Ihre Aufgaben:
A. Beantworten Sie zur Kolumne über den López-Effekt folgende Fragen:
(i) In welchem Jahr kam Herr López neu ins Management von Volkswagen?
(ii) Was widerfuhr einem Teil der langjährigen Zulieferer?
(iii) Welche Folge hatte der Kostensparkurs für die Autos?
B. Führen Sie die Kolumne über den López-Effekt im Anschluss an ihren letzten Satz weiter.

Kolumn

Der López-Effekt

Im Jahre 1993 kam ein gewisser Herr López neu ins Management von Volkswagen in Deutschland und revolutionierte den Einkauf des Konzerns. Er spielte die Machtposition des Konzerns gegenüber den Zulieferern gnadenlos aus. Ein Teil der langjährigen Zulieferer wurde in den Ruin getrieben, den übrigen wurde vorgeschrieben, in welchen Schritten sie ihren Produktivitätszuwachs beim Kunden ab zu liefern haben. Ein Wertewandel hat stattgefunden. Also alles schon einmal da gewesen.

Jüngere Absolventen von Wirtschaftsunis haben den Begriff „López-Effekt“ bereits in der Theorie gelernt. Das unrühmliche Ende des Herrn López einmal beiseite, so hatte dieser knallharte Kostensparkurs zur Folge, dass bei den bis dahin für ihre Qualität berühmten Autos ein Qualitätsknick entstand – eben durch den bekannten „López-Effekt“.

Datensätze:
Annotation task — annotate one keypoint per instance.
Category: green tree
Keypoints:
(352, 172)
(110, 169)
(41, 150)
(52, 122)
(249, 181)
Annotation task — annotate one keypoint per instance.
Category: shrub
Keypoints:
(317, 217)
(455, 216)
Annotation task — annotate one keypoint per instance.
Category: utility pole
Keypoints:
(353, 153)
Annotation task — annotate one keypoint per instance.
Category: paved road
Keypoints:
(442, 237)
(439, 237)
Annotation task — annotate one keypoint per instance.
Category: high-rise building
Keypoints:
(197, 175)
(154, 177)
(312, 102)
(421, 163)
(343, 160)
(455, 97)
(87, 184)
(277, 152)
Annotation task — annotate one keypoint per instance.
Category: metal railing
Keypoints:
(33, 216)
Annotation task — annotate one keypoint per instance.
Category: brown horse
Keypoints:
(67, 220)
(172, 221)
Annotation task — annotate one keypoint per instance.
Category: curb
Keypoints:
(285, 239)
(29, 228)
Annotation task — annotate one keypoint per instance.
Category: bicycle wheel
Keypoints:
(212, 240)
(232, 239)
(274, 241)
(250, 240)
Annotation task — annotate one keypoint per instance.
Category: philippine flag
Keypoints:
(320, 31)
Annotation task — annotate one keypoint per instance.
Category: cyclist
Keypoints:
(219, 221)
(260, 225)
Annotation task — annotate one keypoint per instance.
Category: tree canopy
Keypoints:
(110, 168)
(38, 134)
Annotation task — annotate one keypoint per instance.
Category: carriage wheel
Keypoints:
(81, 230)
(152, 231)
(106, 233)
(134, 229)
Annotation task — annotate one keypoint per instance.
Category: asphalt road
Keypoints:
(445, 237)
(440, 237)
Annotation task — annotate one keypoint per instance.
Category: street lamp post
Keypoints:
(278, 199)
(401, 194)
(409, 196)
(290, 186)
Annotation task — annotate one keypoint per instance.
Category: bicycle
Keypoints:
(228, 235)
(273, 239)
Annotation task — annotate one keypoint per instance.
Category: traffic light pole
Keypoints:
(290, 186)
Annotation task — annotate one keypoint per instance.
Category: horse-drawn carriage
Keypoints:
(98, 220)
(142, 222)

Lösungen:
A.
(i) 1993
(ii) Er wurde in den Ruin getrieben.
(iii) Bei den bis dahin für ihre Qualität berühmten Autos entstand ein Qualitätsknick.

B.
Wenn ich mich in unserer Branche umsehe, dann habe ich den einen oder anderen López-ähnlichen Effekt auch schon mit verfolgt. Da war ein großer, europaweit tätiger Kunde im Lebensmittelhandel. Er hat durch einen Zentraleinkauf für ganz Europa versucht, das beste Obst und Gemüse für seine Filialen zum allerbilligsten Preis irgendwo in Europa oder auf der ganzen Welt ein zu kaufen. Er war in den Preisverhandlungen knallhart. Er hatte damit gute Qualität zu einem sehr günstigen Preis im Regal. Trotzdem war es ein Produkt, das der Konsument nicht so recht angenommen hat. In der Entwicklung der Umsatzzahlen konnte man dies nachlesen. Der Einkauf hatte einen Punkt übersehen: die Regionalität war in der Zwischenzeit bei den Frischeprodukten eine entscheidende emotionale Aufladung geworden. Der beschriebene Konzern hat die Kurve noch rechtzeitig herum bekommen.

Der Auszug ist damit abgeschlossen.